SHORT TASK A: Substitute "mixture density" for "mixture pdf" in the importance sampling passage below, and give the portion between "Importance sampling looks" and "equal to 1.", inclusive, with that change made.

## Begin EXTRACT

As we are just estimating the integral, the integration error is not available. The variance of the estimator can be used instead, but it must be approximated from the available samples since neither can the variance be computed analytically. If the number of samples is small, then the variance estimator is numerically unstable and the variance estimates used in the optimization are unreliable. This uncertainty may significantly affect the goodness of the final results.

Importance sampling looks for a probability density $$p(\alpha ,x)$$ that mimics f(x) as much as possible. If we have non-negative integrand f(x) with integral $$\mu$$, then the integrand scaled down by the integral $$g(x) = f(x)/\mu$$ is also a pdf. The importance sampling problem can be stated as finding the mixture pdf $$p(\alpha ,x)$$ that minimizes its divergence from g(x) with the constraint that the sum of weights must be equal to 1.

Choosing the Kullback–Leibler divergence [18, 19]

\begin{aligned} KL(g, p) = \int g(x) \log \left( \frac{g(x)}{p(x)}\right) {\mathrm{d}}x \end{aligned}
(6)

## End EXTRACT

SHORT TASK B: Report every line of the records below that contains the string "tree", treating case as significant.

## Begin PROVIDED DATA

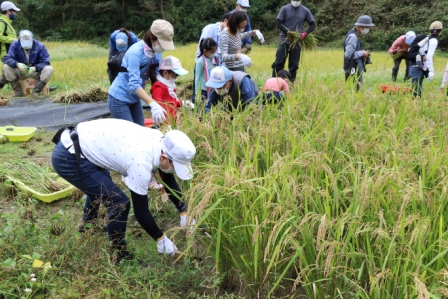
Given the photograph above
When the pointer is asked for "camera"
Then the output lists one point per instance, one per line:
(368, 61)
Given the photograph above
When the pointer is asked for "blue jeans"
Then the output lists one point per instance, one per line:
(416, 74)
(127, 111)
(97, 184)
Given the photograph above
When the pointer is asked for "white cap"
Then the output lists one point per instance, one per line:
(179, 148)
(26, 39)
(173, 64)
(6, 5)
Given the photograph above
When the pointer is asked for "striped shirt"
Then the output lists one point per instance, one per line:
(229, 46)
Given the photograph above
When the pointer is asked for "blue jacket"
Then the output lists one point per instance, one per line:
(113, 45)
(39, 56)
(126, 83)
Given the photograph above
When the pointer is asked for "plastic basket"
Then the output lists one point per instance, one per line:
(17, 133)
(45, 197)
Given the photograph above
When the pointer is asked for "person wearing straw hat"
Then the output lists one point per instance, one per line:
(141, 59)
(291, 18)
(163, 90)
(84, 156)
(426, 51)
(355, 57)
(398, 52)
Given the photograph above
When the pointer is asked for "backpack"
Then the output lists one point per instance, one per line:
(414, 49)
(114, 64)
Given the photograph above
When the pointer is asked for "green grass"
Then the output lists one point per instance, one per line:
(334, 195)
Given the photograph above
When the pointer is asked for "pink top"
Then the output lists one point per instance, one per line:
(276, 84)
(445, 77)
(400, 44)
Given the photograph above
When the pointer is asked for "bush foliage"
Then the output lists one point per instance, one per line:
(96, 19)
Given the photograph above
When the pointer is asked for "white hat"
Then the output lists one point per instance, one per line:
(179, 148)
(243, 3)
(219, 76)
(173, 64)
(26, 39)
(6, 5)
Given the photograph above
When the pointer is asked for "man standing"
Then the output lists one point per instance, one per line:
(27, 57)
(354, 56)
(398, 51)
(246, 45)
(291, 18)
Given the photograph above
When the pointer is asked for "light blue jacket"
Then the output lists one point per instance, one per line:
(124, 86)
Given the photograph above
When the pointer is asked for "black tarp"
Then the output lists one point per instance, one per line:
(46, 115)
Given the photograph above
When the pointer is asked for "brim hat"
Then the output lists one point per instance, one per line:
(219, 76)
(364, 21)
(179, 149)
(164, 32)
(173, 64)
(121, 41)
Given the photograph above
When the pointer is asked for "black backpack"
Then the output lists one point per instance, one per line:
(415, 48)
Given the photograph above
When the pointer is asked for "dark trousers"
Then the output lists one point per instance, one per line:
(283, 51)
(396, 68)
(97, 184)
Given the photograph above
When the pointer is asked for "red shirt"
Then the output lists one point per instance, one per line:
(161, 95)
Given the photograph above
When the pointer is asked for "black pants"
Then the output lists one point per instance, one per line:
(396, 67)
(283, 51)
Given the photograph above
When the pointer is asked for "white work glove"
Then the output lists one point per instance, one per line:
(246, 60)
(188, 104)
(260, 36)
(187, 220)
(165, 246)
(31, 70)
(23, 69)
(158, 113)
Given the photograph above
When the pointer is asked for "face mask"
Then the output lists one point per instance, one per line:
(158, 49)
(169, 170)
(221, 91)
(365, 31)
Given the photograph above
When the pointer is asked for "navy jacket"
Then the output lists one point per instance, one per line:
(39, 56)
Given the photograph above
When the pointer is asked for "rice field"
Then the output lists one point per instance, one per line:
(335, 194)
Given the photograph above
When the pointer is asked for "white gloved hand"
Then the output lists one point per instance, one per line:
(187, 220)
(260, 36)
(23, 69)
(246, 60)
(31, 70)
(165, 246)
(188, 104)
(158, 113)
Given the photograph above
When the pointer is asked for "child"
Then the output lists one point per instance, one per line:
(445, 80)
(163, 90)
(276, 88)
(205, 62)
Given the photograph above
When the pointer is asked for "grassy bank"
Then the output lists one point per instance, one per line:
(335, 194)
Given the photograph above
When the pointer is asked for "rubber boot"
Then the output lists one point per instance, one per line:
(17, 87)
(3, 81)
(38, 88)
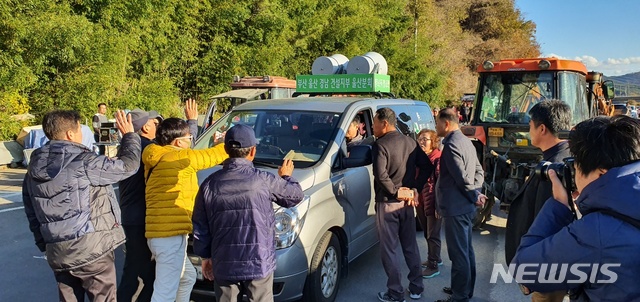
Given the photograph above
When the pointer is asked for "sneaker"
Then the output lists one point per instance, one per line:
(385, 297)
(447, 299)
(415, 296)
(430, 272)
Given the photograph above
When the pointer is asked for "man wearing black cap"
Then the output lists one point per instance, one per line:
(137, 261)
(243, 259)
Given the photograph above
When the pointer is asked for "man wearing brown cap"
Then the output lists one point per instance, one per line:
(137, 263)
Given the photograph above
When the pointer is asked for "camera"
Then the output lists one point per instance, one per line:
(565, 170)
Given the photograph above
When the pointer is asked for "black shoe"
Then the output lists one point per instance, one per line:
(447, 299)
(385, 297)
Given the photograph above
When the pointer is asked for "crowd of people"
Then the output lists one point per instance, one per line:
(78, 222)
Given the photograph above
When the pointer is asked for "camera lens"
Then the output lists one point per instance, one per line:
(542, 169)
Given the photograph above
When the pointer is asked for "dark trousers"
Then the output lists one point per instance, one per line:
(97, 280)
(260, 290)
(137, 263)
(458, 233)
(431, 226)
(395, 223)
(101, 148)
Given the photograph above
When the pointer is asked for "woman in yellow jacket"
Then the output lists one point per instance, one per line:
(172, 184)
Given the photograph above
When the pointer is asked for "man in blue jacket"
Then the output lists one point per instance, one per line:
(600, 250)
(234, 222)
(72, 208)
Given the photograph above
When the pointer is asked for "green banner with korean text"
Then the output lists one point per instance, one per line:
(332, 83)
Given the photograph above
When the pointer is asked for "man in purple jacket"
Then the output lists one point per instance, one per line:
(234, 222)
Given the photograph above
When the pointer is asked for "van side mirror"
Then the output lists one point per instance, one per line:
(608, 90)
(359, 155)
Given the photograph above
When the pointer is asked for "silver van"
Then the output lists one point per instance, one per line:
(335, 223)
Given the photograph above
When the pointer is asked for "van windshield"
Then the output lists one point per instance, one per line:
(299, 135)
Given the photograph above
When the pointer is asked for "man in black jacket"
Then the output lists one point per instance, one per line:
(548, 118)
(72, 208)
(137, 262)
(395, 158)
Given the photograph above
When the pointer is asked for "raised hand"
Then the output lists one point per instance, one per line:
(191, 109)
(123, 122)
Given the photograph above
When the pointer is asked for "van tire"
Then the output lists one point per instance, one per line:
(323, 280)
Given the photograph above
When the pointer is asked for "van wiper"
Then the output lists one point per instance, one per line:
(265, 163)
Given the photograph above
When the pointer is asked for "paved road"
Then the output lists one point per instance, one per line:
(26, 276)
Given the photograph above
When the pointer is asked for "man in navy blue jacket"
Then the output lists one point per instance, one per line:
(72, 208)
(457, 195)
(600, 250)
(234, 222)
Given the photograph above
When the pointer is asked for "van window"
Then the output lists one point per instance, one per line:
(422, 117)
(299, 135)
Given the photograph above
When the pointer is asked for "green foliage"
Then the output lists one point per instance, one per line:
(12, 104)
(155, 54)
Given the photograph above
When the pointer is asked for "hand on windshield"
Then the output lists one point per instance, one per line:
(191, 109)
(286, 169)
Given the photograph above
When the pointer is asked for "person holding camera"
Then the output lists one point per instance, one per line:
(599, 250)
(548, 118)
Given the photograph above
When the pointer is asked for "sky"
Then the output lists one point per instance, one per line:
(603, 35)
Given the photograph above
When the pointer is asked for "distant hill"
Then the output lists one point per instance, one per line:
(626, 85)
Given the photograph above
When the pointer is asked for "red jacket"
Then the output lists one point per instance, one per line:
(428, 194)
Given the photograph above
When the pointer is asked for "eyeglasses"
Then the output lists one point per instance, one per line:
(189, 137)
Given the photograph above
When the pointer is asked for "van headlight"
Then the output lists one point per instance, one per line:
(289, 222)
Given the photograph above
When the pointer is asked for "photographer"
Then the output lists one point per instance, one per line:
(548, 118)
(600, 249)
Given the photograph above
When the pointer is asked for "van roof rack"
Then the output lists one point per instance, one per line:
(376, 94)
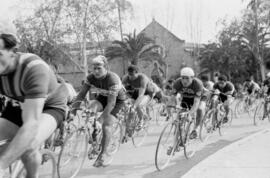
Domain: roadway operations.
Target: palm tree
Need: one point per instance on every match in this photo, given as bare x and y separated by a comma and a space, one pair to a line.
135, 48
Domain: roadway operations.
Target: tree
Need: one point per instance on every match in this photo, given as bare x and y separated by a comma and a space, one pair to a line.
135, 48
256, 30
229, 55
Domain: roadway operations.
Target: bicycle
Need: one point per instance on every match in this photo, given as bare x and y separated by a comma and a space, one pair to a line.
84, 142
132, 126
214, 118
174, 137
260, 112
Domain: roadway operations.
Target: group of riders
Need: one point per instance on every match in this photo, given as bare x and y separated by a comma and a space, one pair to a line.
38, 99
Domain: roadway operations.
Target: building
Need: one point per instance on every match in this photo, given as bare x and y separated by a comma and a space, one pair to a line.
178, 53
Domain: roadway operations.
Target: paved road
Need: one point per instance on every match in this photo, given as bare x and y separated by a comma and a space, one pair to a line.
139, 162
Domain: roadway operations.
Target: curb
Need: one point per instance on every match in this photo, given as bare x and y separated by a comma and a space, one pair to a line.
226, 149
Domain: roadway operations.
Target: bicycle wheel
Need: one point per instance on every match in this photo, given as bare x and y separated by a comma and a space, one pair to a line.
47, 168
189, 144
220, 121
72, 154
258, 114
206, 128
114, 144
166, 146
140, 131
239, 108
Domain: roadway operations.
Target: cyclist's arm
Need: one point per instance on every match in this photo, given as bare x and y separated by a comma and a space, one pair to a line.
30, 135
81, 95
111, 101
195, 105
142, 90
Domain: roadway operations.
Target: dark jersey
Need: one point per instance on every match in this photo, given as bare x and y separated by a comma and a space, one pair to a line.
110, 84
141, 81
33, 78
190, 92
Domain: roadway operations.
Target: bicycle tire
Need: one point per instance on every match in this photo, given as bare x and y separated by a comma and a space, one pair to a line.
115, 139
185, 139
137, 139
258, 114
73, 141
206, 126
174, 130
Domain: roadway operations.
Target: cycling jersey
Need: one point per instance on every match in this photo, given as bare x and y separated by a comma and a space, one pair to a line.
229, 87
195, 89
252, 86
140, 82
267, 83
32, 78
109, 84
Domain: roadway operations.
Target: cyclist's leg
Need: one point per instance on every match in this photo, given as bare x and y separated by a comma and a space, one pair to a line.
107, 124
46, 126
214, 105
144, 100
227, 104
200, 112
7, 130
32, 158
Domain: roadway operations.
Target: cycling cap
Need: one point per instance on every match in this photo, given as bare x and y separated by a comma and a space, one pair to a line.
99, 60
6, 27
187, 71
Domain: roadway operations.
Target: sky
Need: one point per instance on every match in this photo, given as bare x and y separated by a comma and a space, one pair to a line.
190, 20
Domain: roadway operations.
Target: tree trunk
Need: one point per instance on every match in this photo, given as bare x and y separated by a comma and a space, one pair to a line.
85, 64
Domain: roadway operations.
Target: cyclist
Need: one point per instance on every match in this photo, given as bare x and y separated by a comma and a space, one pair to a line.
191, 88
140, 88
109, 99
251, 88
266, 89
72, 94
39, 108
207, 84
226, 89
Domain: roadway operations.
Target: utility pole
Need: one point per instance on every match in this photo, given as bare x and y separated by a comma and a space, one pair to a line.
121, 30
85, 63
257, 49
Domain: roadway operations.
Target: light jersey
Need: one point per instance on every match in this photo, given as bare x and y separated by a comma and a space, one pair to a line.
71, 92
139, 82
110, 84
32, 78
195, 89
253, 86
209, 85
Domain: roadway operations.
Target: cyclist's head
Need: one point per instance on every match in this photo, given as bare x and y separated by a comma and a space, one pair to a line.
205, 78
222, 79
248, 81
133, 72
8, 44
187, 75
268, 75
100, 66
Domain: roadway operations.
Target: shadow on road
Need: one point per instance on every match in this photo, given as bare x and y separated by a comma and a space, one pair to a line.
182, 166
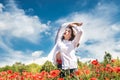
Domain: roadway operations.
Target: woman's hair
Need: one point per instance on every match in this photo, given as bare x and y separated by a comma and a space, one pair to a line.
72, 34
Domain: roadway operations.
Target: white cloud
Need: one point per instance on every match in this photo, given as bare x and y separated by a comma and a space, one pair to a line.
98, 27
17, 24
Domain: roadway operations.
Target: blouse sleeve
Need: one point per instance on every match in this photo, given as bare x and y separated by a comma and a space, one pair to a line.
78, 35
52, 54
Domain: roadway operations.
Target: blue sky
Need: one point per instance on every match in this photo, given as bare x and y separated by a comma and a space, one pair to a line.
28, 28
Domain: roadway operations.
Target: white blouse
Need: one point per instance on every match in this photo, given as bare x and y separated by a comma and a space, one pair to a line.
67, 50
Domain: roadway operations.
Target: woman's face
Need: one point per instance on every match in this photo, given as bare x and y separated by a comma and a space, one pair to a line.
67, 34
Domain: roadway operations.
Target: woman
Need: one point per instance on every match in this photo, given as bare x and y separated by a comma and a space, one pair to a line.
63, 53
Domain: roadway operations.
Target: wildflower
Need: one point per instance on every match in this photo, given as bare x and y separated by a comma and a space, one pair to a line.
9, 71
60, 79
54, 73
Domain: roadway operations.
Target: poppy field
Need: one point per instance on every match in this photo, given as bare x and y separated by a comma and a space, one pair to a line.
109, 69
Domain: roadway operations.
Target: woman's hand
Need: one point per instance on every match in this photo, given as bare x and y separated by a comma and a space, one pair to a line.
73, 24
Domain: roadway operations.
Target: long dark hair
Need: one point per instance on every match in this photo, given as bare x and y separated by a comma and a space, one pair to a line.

## End PROVIDED DATA

ANSWER A:
Importance sampling looks for a probability density $$p(\alpha ,x)$$ that mimics f(x) as much as possible. If we have non-negative integrand f(x) with integral $$\mu$$, then the integrand scaled down by the integral $$g(x) = f(x)/\mu$$ is also a pdf. The importance sampling problem can be stated as finding the mixture density $$p(\alpha ,x)$$ that minimizes its divergence from g(x) with the constraint that the sum of weights must be equal to 1.

ANSWER B:
Target: palm tree
Target: tree
Target: tree trunk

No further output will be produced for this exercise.